**Document passage:**
— BEGIN —

Using Attributes in kdb+

One of the biggest advantages of kdb+ is fast data retrieval. As a client, you simply run a qsql command (or some API) and you are given thousands and thousands of rows of data within seconds.

How does kdb+ do that?

There are many factors that contribute to high retrieval speed and one of them is table attributes. Attributes don’t actually perform any operations. They are simply a way of tagging your data (metadata) so that kdb+ knows how it is arranged before doing any lookup.

There are 4 types of attributes:

Sort (`s#)

The default lookup method in q is linear so looking up data for AAPL in a trade table that contains millions of rows can be time-consuming. However, if the data is sorted, q uses binary search which speeds up the lookup process.

Here is how you apply the attribute to a list.

— END —

**Challenge 1:**
In the kdb+ attributes page, what kind of search does q use when the data is sorted?
**Challenge 2:**
Copy the stretch of the kdb+ attributes page from "There are 4" through "the lookup process.", replacing "linear" with "sequential".

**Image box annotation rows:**

— BEGIN —

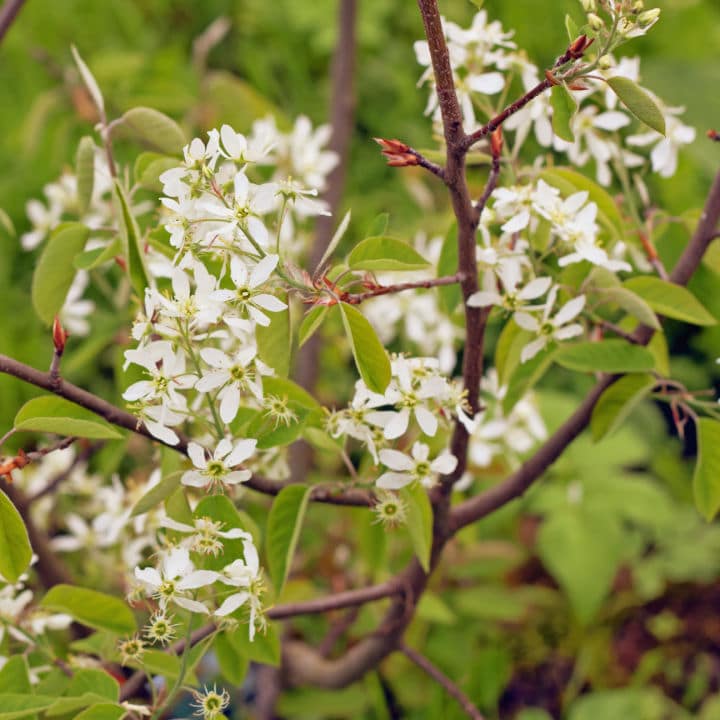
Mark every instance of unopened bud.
[638,8,660,28]
[568,35,593,60]
[53,315,68,355]
[588,13,605,32]
[490,127,503,157]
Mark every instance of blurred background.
[0,0,720,720]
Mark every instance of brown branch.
[290,0,357,482]
[399,642,485,720]
[0,0,25,42]
[464,35,592,151]
[0,354,372,507]
[451,166,720,532]
[340,273,464,305]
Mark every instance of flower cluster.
[415,0,695,185]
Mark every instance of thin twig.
[0,354,372,507]
[399,642,485,720]
[340,273,464,305]
[0,0,25,42]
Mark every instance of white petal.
[215,592,250,617]
[383,408,410,440]
[220,384,240,423]
[249,255,280,288]
[415,406,437,437]
[380,448,415,470]
[553,295,585,327]
[376,472,412,490]
[188,442,207,470]
[225,439,257,467]
[177,570,218,590]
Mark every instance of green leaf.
[315,210,350,276]
[693,418,720,521]
[213,628,250,687]
[255,295,290,377]
[598,287,660,330]
[40,585,136,635]
[590,373,656,442]
[32,223,90,325]
[539,167,624,238]
[133,152,179,193]
[623,275,717,325]
[607,76,665,135]
[193,495,259,570]
[538,509,626,624]
[75,135,95,215]
[122,107,186,155]
[400,483,433,572]
[226,623,280,667]
[502,348,558,415]
[365,213,390,237]
[0,655,32,695]
[348,237,430,271]
[550,83,577,142]
[73,237,123,270]
[555,340,655,373]
[437,223,462,315]
[0,490,32,584]
[65,668,120,700]
[338,303,392,394]
[75,703,127,720]
[298,305,330,347]
[13,395,122,440]
[130,470,183,517]
[267,485,312,597]
[0,688,55,720]
[70,45,105,115]
[113,180,150,303]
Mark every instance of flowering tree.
[0,0,720,718]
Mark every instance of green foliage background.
[0,0,720,720]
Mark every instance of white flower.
[514,287,585,362]
[377,442,457,490]
[135,548,218,614]
[123,340,196,407]
[160,517,250,555]
[627,107,695,177]
[181,438,257,487]
[213,255,287,327]
[215,535,263,641]
[195,346,273,423]
[58,270,95,337]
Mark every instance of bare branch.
[400,642,485,720]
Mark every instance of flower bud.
[638,8,660,28]
[588,13,605,32]
[53,315,68,355]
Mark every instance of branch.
[450,166,720,532]
[0,0,25,42]
[400,642,485,720]
[464,35,592,151]
[0,354,372,507]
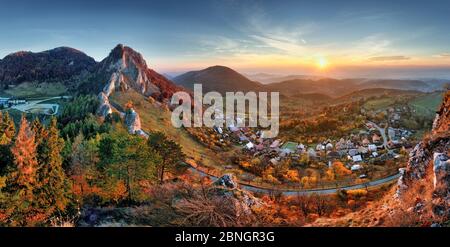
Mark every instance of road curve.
[189,166,400,196]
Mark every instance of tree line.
[0,109,185,226]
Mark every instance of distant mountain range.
[0,44,449,101]
[0,47,97,87]
[173,66,450,97]
[245,73,323,84]
[173,66,263,93]
[0,44,182,101]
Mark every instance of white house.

— END —

**Answer 1:**
Binary search.

**Answer 2:**
There are 4 types of attributes:

Sort (`s#)

The default lookup method in q is sequential so looking up data for AAPL in a trade table that contains millions of rows can be time-consuming. However, if the data is sorted, q uses binary search which speeds up the lookup process.